* Information provided *
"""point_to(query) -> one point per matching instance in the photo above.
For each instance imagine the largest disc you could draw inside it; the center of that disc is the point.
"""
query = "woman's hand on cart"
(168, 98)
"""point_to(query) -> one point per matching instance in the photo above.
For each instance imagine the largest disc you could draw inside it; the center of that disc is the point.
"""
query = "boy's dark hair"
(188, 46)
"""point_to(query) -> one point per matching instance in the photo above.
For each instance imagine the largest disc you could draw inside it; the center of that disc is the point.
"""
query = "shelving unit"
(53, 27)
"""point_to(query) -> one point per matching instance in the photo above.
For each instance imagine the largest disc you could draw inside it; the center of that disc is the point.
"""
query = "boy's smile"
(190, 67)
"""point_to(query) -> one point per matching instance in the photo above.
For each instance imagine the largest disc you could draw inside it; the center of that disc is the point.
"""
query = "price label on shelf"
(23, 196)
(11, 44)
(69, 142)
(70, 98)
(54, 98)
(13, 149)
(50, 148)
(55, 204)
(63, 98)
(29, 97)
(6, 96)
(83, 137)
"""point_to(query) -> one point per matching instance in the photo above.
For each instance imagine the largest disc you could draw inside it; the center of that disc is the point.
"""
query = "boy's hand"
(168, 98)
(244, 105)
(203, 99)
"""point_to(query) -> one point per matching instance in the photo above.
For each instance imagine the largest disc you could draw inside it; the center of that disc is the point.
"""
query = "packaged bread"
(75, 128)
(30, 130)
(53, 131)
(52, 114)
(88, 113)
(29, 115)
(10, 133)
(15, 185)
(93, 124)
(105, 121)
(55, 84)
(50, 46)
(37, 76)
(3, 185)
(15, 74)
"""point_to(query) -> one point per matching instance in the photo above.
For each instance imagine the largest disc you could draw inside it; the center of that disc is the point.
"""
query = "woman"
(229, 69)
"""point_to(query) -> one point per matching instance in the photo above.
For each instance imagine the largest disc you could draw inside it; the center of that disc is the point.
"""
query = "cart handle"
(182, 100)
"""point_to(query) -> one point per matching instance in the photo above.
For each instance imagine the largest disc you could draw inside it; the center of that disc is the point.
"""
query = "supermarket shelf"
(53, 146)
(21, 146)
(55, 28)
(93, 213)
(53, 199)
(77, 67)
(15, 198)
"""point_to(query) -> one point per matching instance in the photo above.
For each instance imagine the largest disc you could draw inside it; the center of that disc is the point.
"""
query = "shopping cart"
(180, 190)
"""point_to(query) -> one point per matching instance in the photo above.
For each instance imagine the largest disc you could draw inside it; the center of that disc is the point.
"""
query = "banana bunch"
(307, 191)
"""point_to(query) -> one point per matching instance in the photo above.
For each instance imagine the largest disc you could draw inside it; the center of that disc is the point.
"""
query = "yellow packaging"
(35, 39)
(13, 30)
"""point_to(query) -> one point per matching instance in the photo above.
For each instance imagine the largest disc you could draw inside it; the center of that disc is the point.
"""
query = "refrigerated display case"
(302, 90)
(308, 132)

* Directions for this task *
After reading the listing above, print each line back exactly.

* Solution below *
"""point_to(query) -> one point per matching instance in the photo above.
For each instance imagine the largest disc you could draw inside it; the center of that disc is the point.
"""
query = "woman's hand on cart"
(168, 98)
"""point_to(query) -> one point per matching instance in the photo above.
For each instance imagine the largest disc you could draw inside it; the center of that disc is the point.
"""
query = "boy's dark hair"
(188, 46)
"""point_to(query) -> one point per matching instance in the photo above.
For each instance imagine the largest disc you could draw inside it; the center of that disc is the point.
"""
query = "shelving unit"
(53, 27)
"""point_to(query) -> one point per matching instance in the photo above.
For each instance imagine the largest disc you could draw inside it; the center of that disc is the point.
"""
query = "boy's smile"
(190, 67)
"""point_to(query) -> one point per matching instance in the photo above.
For each instance imagine the largest disc you could draw inside it; the center of that disc is the point.
"""
query = "price label on shelf"
(23, 196)
(11, 44)
(69, 142)
(70, 98)
(54, 98)
(13, 149)
(50, 148)
(55, 204)
(63, 98)
(29, 97)
(6, 96)
(83, 137)
"""point_to(query) -> one point per matching instance in the photo above.
For each instance imagine the largest disc you could draw inside it; the center of that disc is the point.
"""
query = "boy's hand"
(168, 98)
(244, 105)
(203, 99)
"""point_to(query) -> one point per matching instance in the photo above.
For each instance imagine the largest disc you could draw inside it; the center of that disc is the point.
"""
query = "packaged bread"
(75, 128)
(30, 130)
(53, 131)
(52, 114)
(88, 113)
(29, 115)
(10, 133)
(15, 185)
(93, 124)
(105, 121)
(55, 84)
(50, 46)
(37, 76)
(3, 185)
(15, 74)
"""point_to(query) -> one point per matching instance in the photo above.
For each instance imagine the largest disc you could draw inside it; the center of that disc is the point.
"""
query = "woman"
(229, 69)
"""point_to(query) -> one point per matching instance in the photo above.
For each instance imagine the largest disc you could draw inside it; the center of that disc is the point.
"""
query = "cart handle"
(182, 100)
"""point_to(query) -> one point per matching instance in the photo above.
For each instance imagine the largest disc you could draw inside it; the center of that disc is the point.
"""
query = "supermarket shelf"
(53, 146)
(21, 146)
(55, 28)
(93, 213)
(53, 199)
(77, 67)
(15, 198)
"""point_to(query) -> one point per matching instance in the photo above.
For each instance imagine the largest disc you could draw inside it; the center of that disc is the point.
"""
query = "shopping cart"
(180, 190)
"""point_to(query) -> one point per matching instance in the photo above.
For each instance imagine the largest disc you could draw inside it; the center of that disc is the point.
"""
query = "banana bunch"
(307, 191)
"""point_to(query) -> one point per matching instance in the photo above.
For each instance imagine the largest disc you could draw inside it; the center of that disc is the point.
"""
query = "yellow packaging"
(35, 39)
(13, 30)
"""point_to(query) -> one point per matching instance in the photo above.
For each instance imagine the largest disc you could draw inside it; the center of that disc is the point.
"""
query = "refrigerated display case"
(302, 90)
(308, 132)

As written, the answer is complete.